▸ EXERCISE PROMPT:
Answer these questions from the article on Tuacahn funding below:
(a) In which election did the county's RAP tax pass?
(b) What percentage of RAP tax funds goes to the county to be distributed?
(c) Who presented the advisory board's recommendation to the County Commission?

▸ QUOTED TEXT:
━━━━━━━━

County may commit $125,000 per year to Tuacahn, with conditions

Tuacahn Amphitheatre at Tuacahn Center for the Arts, Ivins, Utah, date not specified | Stock image, St. George News

ST. GEORGE – Washington County is considering a pledge of $125,000 annually to Tuacahn Center for the Arts for 10 years out of the county’s share of RAP tax revenues, with conditions.

County RAP tax advisory board chairman Gary Sanders presented the board’s recommendation to the County Commission at its regular meeting Tuesday.

The county’s Recreation, Arts and Parks tax, or RAP tax, passed in the 2014 general election. It is expected to generate $2 million per year to help fund recreational and cultural facilities and organizations within the county.

RAP tax funds are divided between the county and its municipalities, according to a formula: Fifteen percent goes to the county to be distributed. Of the remaining 85 percent, two-thirds will be divided among the county and municipalities based on population and one-third based on “point of sale” where the sales tax was actually collected.

Read more: County Commission refines RAP tax agreement

The RAP tax revenue the county will receive is estimated at $400,000 per year, Commissioner Victor Iverson said, and the county wants to commit $125,000 of that to the Tuacahn Center for the Arts.

Tuacahn attracts thousands of visitors each year and brings an estimated $75 million in economic benefit to Washington County, Ivins Mayor Chris Hart said in a previous interview; but, Tuacahn is in serious need of financing for critical maintenance and other capital improvements.

━━━━━━━━

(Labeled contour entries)
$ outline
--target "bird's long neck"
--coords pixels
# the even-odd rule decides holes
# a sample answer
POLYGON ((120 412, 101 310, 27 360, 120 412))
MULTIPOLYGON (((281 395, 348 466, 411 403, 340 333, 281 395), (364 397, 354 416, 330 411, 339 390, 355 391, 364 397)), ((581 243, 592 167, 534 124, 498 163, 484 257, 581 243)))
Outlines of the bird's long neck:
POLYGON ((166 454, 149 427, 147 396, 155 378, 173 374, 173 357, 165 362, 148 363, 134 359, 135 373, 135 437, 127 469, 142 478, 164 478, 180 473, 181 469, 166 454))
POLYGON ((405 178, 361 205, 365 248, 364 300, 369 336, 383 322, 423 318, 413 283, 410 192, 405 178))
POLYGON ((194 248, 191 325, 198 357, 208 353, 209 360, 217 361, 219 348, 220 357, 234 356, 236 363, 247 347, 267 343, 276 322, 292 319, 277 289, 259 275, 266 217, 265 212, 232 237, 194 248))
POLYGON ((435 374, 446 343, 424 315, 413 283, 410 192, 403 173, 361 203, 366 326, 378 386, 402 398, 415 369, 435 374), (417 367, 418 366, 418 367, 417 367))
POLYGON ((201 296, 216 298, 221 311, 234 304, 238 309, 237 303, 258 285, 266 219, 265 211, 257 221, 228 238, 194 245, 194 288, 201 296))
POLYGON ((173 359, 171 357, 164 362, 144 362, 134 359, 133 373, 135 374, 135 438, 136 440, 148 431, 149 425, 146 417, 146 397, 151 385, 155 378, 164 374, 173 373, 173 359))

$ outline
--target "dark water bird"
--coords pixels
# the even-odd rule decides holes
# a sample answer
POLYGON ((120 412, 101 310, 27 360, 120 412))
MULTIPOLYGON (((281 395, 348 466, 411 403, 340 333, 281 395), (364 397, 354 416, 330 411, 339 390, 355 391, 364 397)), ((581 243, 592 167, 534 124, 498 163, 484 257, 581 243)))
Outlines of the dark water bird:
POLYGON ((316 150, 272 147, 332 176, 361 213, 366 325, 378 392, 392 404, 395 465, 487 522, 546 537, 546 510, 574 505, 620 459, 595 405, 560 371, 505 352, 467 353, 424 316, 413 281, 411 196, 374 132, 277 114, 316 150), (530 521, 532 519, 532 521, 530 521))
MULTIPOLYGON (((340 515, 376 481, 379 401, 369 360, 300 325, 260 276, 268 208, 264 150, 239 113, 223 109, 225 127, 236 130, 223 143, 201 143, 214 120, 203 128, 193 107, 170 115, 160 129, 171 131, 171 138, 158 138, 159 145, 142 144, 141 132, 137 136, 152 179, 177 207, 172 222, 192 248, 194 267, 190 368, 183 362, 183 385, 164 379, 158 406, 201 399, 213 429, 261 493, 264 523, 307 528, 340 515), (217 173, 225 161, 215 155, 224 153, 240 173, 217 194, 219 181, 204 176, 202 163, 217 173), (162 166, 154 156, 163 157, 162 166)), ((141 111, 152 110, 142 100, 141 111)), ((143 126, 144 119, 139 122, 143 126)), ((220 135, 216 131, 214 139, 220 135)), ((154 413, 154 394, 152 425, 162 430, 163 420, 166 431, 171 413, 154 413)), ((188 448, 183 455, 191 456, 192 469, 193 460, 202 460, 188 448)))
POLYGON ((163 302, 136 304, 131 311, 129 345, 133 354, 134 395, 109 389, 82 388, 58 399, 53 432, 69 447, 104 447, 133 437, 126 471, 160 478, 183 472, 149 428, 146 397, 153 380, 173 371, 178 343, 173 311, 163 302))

━━━━━━━━

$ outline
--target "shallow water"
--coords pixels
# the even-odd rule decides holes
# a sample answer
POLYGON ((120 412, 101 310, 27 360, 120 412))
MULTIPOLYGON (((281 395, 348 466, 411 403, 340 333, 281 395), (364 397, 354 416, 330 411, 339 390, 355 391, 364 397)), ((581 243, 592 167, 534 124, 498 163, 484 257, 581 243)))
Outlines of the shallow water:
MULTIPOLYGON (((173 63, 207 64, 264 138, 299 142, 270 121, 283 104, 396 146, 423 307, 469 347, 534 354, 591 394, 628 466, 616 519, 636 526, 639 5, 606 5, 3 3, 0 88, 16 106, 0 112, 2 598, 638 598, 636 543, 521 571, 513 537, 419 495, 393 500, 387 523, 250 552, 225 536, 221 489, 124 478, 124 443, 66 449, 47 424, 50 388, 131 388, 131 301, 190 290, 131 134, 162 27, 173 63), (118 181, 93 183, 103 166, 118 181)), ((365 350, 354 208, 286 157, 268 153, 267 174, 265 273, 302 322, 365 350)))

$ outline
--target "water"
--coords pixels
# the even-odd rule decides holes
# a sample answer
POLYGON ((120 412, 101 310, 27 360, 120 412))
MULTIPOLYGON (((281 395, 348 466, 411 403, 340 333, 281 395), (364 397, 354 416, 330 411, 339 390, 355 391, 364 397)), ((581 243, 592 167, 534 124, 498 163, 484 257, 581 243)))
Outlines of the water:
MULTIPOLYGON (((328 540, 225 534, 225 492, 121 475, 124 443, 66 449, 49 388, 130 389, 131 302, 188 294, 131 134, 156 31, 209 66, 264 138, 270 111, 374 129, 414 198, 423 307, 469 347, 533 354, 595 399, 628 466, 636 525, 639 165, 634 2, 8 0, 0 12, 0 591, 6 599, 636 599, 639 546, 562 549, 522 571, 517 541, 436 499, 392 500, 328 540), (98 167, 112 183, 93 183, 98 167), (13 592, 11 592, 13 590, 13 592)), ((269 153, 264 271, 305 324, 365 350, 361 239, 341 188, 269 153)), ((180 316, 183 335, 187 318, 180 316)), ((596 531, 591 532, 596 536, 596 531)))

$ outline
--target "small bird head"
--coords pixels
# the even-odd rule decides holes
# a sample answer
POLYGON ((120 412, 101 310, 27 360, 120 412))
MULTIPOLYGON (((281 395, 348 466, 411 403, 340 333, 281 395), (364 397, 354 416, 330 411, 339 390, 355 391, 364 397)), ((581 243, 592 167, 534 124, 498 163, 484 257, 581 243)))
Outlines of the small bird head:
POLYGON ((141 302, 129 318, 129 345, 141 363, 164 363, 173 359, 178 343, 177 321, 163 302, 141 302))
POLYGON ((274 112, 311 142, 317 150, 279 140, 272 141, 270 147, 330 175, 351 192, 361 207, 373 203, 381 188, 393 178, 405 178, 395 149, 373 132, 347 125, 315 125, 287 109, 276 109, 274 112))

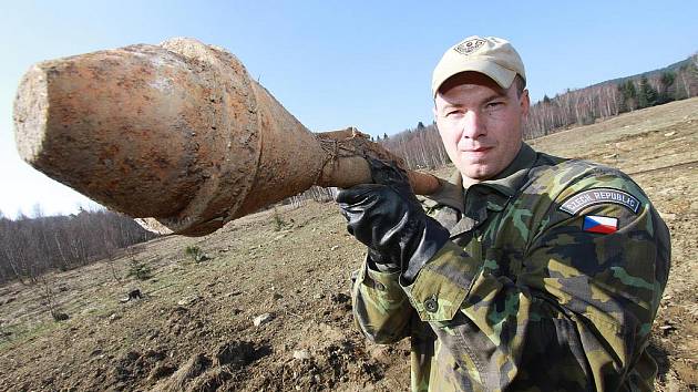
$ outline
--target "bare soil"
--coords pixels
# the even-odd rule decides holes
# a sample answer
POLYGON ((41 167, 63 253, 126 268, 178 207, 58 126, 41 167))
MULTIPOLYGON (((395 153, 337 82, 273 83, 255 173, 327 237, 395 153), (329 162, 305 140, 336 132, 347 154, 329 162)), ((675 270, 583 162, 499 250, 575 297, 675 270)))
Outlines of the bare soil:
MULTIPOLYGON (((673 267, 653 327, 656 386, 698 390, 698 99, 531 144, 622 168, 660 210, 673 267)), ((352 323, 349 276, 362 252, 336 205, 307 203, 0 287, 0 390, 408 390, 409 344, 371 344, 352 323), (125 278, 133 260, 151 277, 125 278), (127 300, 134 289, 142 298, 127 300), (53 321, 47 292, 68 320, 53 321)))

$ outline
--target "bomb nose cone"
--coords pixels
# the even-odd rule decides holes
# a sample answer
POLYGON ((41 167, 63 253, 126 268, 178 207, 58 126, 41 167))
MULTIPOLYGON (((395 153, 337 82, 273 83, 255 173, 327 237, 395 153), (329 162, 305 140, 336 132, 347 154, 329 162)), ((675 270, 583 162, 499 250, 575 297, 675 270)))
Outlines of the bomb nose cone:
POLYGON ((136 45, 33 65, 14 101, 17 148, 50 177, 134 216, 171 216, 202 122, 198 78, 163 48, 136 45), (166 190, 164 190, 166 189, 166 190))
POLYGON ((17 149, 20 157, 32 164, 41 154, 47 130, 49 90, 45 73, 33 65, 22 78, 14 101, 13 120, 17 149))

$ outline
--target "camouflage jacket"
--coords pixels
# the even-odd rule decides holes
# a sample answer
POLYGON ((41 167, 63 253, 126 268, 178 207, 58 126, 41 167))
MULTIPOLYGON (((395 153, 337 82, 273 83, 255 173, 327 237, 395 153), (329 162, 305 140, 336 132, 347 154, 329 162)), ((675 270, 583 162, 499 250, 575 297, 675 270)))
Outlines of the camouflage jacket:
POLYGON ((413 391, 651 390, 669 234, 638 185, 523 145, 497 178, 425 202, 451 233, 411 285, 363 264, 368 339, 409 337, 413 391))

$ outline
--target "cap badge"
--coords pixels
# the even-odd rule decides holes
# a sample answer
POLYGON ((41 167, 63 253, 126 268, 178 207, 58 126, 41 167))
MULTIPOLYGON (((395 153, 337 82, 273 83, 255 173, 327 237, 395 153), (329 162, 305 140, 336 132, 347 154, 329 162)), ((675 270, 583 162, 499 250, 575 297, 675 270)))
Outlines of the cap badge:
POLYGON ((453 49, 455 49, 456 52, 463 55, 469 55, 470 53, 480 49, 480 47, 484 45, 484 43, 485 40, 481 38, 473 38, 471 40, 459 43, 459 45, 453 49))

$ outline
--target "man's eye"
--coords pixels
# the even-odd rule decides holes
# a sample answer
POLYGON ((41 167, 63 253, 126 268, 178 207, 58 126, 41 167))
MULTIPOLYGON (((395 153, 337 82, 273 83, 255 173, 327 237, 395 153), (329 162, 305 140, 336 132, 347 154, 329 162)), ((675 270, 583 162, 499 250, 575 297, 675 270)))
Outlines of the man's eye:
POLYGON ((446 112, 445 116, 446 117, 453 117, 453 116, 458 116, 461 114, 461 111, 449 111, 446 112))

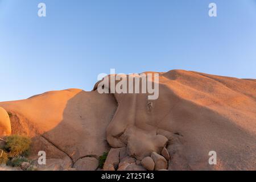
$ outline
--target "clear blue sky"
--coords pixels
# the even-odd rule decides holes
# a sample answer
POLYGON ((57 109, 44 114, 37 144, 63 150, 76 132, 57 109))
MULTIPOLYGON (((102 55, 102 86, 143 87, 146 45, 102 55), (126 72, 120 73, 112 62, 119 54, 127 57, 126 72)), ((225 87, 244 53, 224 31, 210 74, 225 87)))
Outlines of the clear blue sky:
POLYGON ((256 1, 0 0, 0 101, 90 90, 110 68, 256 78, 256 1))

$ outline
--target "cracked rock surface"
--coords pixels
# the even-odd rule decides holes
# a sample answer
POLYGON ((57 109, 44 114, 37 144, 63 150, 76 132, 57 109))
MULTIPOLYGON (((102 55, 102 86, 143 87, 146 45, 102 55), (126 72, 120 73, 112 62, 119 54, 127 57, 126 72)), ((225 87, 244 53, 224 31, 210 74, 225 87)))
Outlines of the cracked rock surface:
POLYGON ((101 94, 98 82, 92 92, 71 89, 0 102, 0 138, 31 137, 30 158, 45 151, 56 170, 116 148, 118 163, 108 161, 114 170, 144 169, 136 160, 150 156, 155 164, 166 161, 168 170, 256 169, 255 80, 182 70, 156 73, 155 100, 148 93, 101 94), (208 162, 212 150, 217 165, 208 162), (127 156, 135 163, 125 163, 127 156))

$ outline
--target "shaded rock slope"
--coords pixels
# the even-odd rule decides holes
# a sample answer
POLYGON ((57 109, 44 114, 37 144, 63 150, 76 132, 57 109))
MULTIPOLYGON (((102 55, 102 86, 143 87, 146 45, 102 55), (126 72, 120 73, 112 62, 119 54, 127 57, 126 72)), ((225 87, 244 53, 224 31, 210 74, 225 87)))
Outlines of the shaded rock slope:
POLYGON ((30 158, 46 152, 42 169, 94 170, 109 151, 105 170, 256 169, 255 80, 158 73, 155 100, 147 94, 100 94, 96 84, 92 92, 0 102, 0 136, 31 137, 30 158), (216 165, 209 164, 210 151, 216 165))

━━━━━━━━

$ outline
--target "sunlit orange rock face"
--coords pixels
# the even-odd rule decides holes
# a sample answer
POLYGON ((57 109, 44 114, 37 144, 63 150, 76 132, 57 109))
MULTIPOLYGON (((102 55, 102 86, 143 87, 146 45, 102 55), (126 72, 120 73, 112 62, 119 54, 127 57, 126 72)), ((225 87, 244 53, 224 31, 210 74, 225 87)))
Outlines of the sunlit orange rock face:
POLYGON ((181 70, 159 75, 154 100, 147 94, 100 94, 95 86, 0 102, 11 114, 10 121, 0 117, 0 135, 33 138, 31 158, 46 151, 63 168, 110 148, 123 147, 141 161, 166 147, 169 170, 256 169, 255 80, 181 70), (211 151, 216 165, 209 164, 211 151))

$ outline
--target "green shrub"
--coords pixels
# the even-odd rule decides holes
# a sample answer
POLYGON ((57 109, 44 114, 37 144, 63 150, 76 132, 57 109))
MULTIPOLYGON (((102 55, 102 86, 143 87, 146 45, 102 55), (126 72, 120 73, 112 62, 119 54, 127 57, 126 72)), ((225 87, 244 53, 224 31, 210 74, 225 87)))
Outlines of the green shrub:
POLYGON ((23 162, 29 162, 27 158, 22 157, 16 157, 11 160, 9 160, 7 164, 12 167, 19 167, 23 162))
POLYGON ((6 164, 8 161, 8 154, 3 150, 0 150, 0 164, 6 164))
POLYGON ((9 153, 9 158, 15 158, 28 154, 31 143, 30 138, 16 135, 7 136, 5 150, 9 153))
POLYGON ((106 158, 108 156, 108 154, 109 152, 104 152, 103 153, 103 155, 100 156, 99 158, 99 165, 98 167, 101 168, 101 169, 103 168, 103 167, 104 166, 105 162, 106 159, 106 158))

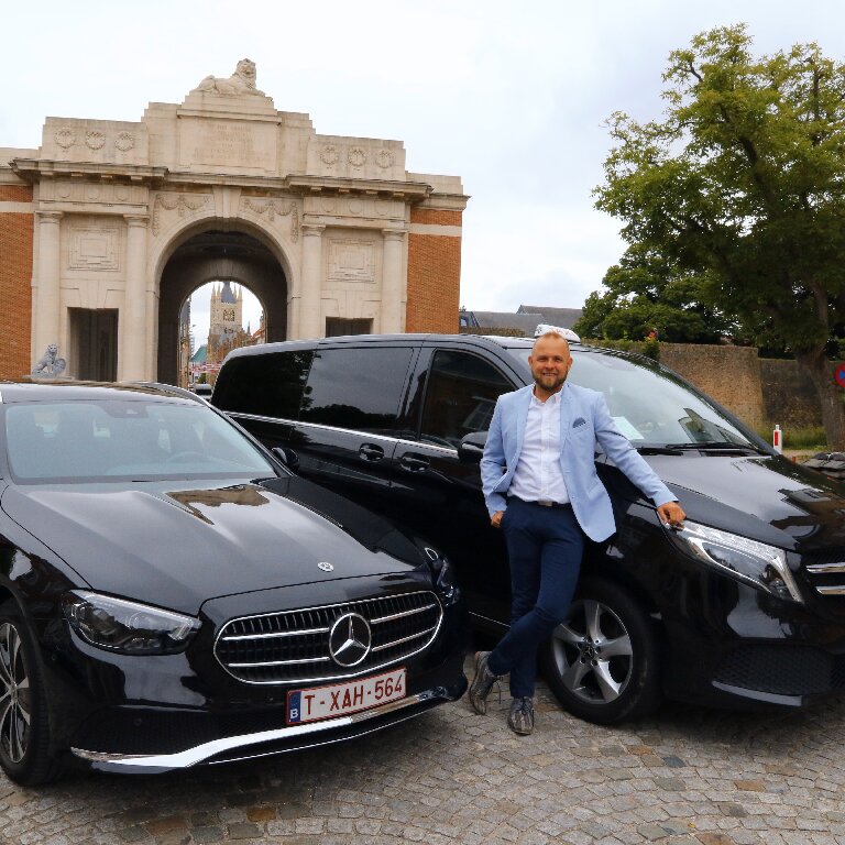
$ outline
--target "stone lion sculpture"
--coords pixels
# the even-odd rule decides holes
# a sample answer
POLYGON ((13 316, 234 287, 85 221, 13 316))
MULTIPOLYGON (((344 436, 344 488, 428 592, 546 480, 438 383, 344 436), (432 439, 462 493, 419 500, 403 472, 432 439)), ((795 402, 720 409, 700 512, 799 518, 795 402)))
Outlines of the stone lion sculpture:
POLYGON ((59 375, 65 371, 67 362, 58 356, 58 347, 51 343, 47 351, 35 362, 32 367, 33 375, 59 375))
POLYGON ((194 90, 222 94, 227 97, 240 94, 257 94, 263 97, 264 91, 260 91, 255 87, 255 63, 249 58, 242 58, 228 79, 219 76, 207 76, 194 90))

━━━━━━━━

▸ ANSWER:
(a) The 2014 general election
(b) Fifteen percent
(c) Gary Sanders, chairman of the county RAP tax advisory board